** start GIVEN TEXT **
Why ASIC designers should not fear merging or conflicts

ASIC designers have a very strong sense of ownership towards their code, and although they collaborate at interfaces, they seldom let another designer edit their code. I finally understood using an analogy.

ASIC designers are like civil engineers. Let’s look at what each type of engineer builds:

Civil Engineer ASIC Designer Verification Engineer
City blocks ASIC blocks Data Generators
Highways, Roads Buses, Signals Transaction data
Intersections, Traffic Control Devices Muxes, Arbiters Functions and methods
Buildings Memories Abstract data types, lists, databases

The things ASIC designers (and civil engineers) build are static in nature, they don’t flow, they don’t live: they exist to hold stuff and do things to stuff. Their creations are instantiated statically, and while they can serve more than one need, they are the place you go to for a service. The file that describes the “road” or the “building” is strongly tied to the engineer who designed it. And so designers see nothing limiting in operating a versioning control system that locks files while they are being edited. And when two people edit the same file, panic sets in: how can a file be edited by two people at the same time? How is this not breaking the file (and ruining my design)?

The verification engineer on the other hand builds the living things that flows through the services provided by the statically instantiated hardware. Those living things travel on buses, flow from block to block, get stored and are read back to be stored in another place. They are processed by multiple hardware instances. They are transformed along the way. They don’t have a sense of ownership over the data they throw at the design.

The problem of merging and conflict resolution has been solved a long time ago. Have no fear. But I guess it depends on the tools you are using.

This post was originally written in 2008, but has been published in 2016!

Continous integration system using parallel make

In software design, a continuous integration system is a system for compiling and testing code on a continuous basis. When a build fails, the code is rejected and the owner notified. When the code is good (compiles okay and sanity tests pass), the code is accepted and is made available for distributing to the development team.
** end GIVEN TEXT **
** start DATA SUPPLIED **
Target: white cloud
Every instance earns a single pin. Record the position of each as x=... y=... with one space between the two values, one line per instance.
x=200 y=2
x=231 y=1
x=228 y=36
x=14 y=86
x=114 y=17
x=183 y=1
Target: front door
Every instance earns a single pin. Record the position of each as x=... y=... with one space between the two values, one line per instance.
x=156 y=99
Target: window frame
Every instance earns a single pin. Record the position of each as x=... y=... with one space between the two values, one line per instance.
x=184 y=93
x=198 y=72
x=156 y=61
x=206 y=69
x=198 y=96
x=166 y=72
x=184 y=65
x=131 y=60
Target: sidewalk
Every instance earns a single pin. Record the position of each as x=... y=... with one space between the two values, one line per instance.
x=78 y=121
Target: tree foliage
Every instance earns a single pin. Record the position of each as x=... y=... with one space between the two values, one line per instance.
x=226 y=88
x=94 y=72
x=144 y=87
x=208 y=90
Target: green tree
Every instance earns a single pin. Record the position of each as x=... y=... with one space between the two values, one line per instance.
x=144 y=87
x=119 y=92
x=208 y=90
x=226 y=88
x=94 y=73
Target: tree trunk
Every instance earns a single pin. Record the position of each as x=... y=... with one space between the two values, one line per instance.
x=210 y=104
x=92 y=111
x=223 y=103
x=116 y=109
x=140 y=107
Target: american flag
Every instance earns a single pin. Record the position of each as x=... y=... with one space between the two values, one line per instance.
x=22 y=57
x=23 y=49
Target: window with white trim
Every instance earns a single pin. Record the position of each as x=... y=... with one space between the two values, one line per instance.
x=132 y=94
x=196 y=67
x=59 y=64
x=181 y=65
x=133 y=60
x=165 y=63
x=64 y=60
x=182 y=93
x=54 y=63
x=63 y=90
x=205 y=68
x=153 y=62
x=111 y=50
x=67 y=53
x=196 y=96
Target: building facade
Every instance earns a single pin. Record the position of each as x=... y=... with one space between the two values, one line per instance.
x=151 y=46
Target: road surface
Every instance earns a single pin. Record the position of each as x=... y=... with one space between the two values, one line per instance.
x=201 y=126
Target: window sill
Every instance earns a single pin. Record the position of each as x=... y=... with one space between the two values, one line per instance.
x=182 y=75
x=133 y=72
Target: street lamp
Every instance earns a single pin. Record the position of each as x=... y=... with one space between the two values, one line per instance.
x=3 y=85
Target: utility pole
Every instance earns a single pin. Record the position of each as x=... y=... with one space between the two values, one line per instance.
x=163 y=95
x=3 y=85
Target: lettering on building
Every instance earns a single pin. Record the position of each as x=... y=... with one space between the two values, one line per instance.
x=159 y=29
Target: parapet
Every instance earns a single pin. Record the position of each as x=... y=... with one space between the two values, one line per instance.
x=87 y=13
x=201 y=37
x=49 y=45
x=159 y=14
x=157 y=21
** end DATA SUPPLIED **
THINGS TO DO
**1)** In the text on ASIC design and code merging, what happens to the code in a continuous integration system when a build fails?
**2)** Continue the text on ASIC design and code merging from its final sentence.

EXPECTED RESULTS
**1)** The code is rejected and its owner is notified.

**2)**
There are many aspects to a continuous integration system. A hypothetical buildbot could implement the following phases:

  1. Receive code submitted to the system from a request queue
  2. Build the code. There are two possible outcomes:
    1. The build fails, reject the code and process the next request in the queue
    2. The build succeeds, move on to the test phase
  3. Test the code. There are two possible outcomes:
    1. One or more test fails, reject the code and process the next request in the queue
    2. All tests pass, accept the code and make it available for distribution among the team

This needs to be as independent as possible from the source code management tool, but hooks are necessary for the buildbot to extract code from it, and mark the source code management database with some form of tag when code is accepted after it passes the tests. I mentionned sending pass/fail notifications to owners, but I won’t cover it here (most likely, sendmail is your friend).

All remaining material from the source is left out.